▸ Your objective
The answer must restate every record word for word.
____________________
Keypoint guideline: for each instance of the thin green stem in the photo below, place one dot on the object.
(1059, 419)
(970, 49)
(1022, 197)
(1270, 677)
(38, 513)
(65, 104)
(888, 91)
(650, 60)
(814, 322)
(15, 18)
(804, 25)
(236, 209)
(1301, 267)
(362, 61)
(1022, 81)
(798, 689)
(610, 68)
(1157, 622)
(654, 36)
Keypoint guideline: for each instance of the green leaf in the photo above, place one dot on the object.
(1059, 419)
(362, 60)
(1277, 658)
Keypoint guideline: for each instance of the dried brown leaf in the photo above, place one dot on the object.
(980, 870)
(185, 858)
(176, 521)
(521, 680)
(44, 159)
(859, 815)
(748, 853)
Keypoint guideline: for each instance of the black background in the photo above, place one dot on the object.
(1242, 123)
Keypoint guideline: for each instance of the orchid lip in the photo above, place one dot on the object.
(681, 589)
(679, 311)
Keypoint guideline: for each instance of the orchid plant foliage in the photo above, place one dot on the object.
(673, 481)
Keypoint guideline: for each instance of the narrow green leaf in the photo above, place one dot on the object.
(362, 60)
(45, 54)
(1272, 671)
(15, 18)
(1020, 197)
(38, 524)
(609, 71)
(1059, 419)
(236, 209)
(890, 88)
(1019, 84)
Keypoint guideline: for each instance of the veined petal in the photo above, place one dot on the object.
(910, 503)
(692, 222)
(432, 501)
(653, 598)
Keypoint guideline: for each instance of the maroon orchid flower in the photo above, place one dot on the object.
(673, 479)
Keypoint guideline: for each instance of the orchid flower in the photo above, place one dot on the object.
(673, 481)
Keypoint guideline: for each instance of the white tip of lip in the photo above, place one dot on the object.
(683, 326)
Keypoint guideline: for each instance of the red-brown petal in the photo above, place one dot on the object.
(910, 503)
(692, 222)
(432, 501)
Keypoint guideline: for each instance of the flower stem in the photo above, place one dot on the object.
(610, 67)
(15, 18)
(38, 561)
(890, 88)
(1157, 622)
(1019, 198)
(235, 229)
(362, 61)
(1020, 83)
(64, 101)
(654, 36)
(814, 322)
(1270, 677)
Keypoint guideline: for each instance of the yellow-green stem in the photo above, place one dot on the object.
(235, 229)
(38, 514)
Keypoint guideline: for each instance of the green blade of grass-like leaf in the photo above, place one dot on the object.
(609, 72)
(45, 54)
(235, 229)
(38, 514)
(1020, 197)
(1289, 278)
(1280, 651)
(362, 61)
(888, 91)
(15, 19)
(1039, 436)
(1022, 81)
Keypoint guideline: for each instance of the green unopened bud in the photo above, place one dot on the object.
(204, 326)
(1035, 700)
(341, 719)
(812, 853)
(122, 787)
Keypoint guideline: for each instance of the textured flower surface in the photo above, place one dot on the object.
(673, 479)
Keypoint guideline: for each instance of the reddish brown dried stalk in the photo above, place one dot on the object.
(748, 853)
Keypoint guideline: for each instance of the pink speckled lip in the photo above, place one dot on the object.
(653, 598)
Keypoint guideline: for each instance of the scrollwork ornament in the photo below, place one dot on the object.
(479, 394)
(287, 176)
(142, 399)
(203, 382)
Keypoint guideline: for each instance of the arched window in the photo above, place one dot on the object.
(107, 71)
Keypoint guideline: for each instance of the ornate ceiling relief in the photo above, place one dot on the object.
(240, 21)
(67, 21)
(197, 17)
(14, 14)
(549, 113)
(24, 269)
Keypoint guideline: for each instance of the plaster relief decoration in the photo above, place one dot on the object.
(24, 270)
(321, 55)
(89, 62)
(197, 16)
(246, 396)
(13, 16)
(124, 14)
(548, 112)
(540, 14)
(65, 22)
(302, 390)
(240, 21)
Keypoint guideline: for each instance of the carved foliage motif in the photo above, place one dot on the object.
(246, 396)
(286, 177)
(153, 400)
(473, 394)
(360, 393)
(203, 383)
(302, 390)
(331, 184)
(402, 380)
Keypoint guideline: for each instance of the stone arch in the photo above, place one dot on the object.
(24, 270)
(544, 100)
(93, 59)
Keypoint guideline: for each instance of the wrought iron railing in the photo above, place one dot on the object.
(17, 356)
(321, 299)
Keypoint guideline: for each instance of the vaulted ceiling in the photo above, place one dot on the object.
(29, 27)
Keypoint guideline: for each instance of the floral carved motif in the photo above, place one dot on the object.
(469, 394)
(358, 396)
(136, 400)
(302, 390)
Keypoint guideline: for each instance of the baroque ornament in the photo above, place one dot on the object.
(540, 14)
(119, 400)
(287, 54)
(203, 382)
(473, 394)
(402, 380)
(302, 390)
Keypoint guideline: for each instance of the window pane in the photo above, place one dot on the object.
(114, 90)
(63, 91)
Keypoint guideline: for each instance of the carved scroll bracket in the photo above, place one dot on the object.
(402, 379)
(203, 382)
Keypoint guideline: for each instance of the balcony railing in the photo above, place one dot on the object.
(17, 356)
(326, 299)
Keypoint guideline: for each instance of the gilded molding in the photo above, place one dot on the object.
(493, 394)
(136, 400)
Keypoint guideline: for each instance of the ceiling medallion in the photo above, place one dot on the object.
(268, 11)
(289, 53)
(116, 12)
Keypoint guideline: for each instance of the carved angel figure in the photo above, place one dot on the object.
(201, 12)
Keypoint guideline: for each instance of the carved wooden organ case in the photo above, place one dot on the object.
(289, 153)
____________________
▸ Response
Keypoint guideline: for each instance of the thin green stem in the photo below, place one dot on the object.
(1059, 419)
(970, 49)
(1022, 197)
(1270, 677)
(38, 513)
(65, 104)
(888, 91)
(650, 60)
(814, 322)
(15, 18)
(804, 25)
(236, 209)
(1301, 267)
(362, 61)
(1022, 81)
(798, 689)
(610, 68)
(1157, 622)
(654, 36)
Keypoint guideline: for each instance of the green leaf in the photo above, place one dot on the object.
(1059, 419)
(362, 60)
(1277, 658)
Keypoint guideline: for each instance of the dried brown leaf in the photo above, place one dot on the object.
(980, 870)
(185, 858)
(176, 521)
(521, 680)
(44, 159)
(859, 815)
(748, 853)
Keypoint guideline: for each instance of the black background in the photo above, place one dot on the object.
(1242, 123)
Keypoint guideline: for each instance of the orchid lip in the photo above, place one dot on the object.
(681, 589)
(679, 311)
Keypoint guideline: for each instance of the orchid plant foliage in the photo above, place one dot on the object.
(673, 481)
Keypoint guideline: for each instance of the narrow green leaf in the photo above, place one dot on the object.
(362, 60)
(45, 54)
(1272, 671)
(15, 18)
(1020, 197)
(38, 524)
(609, 71)
(1059, 419)
(236, 209)
(890, 88)
(1019, 84)
Keypoint guideline: for each instance of the veined petal in the photo above, place one dot on the object.
(910, 503)
(692, 222)
(432, 501)
(653, 598)
Keypoint guideline: for each instance of the maroon orchid flower in the photo above, place one dot on the object.
(673, 479)
Keypoint guideline: for each instance of the orchid flower in the photo above, place one dot on the object.
(673, 481)
Keypoint guideline: for each instance of the white tip of lip in the photo above, place one dot on the object.
(683, 326)
Keypoint guideline: for each instance of the red-brown petal in the photo above, place one dot on the object.
(910, 503)
(692, 222)
(432, 501)
Keypoint guideline: for each instance of the flower stem in the photo above, place one dot on the object.
(610, 67)
(15, 18)
(38, 561)
(890, 88)
(1157, 622)
(1019, 198)
(235, 229)
(362, 61)
(1020, 83)
(64, 101)
(654, 36)
(814, 322)
(1270, 677)
Keypoint guideline: for each instance of the yellow-green stem in the photo above, place one dot on the object.
(235, 229)
(38, 514)
Keypoint guideline: for each instance of the green blade of grass-like leaf in the photo above, place one dot on the object.
(609, 72)
(45, 54)
(235, 229)
(38, 514)
(1020, 197)
(1289, 278)
(1280, 651)
(362, 61)
(888, 91)
(15, 19)
(1039, 436)
(1022, 81)
Keypoint guideline: for each instance of the green unopened bud in the photo above, place one dot on the object.
(204, 326)
(1035, 700)
(341, 719)
(812, 853)
(122, 787)
Keypoint guideline: for each instance of the textured flower surface in the photo above, place one dot on the object.
(673, 479)
Keypoint guideline: for each instance of the reddish brown dried stalk in the photo above, place one dot on the object.
(748, 853)
Keypoint guideline: for each instance of the pink speckled lip in the photo above, place one dot on the object.
(653, 598)
Keypoint guideline: for each instance of the scrollwork ornament in the photo below, place one dot on the object.
(479, 394)
(287, 176)
(142, 399)
(203, 382)
Keypoint guideline: for each instance of the arched window in the photo above, place one dot on the object.
(107, 71)
Keypoint guideline: for each instance of the ornate ceiling relief in the photo above, place one dot on the object.
(240, 21)
(67, 21)
(197, 17)
(14, 14)
(549, 113)
(24, 269)
Keypoint guideline: for each instance of the plaster relief decoration in the photo above, place one dot on the object.
(24, 270)
(321, 55)
(89, 62)
(197, 16)
(246, 396)
(13, 16)
(124, 14)
(548, 112)
(540, 14)
(65, 22)
(302, 390)
(240, 21)
Keypoint guideline: for each instance of the carved foliage motif in the photo above, place one dot on the object.
(246, 396)
(286, 177)
(153, 400)
(473, 394)
(360, 393)
(203, 383)
(302, 390)
(331, 184)
(402, 380)
Keypoint guideline: for each instance of the stone arch in the photo above, place one dot on the object.
(24, 270)
(544, 100)
(93, 59)
Keypoint guideline: for each instance of the wrought iron railing in the photo above, place one dot on the object.
(17, 356)
(321, 299)
Keypoint guideline: for each instance of the vaulted ceiling in the photo above, place one dot on the object.
(29, 27)
Keypoint guideline: for each instance of the floral carved motif in the photo above, place one dot on the object.
(469, 394)
(358, 396)
(136, 400)
(302, 390)
Keypoint guideline: for each instance of the baroque ornament in the photo above, place one dot on the object.
(540, 14)
(119, 400)
(287, 54)
(203, 382)
(473, 394)
(402, 380)
(302, 390)
Keypoint guideline: for each instance of the window pane in the photo above, place one dot on the object.
(114, 90)
(63, 91)
Keypoint guideline: for each instance of the carved scroll bracket in the photo above, place one dot on the object.
(402, 379)
(203, 382)
Keypoint guideline: for each instance of the balcony railing in the photo above, place one dot on the object.
(17, 356)
(326, 299)
Keypoint guideline: for each instance of the gilded molding in the photo above, place one dot on the object.
(493, 394)
(136, 400)
Keypoint guideline: for each instance of the ceiling medallion in the photo above, place one dot on the object.
(268, 11)
(289, 53)
(116, 12)
Keypoint guideline: for each instance of the carved angel figure in the photo above, place one dot on the object.
(201, 12)
Keypoint guideline: for each instance of the carved wooden organ case in the photo above, place one dot on the object.
(289, 153)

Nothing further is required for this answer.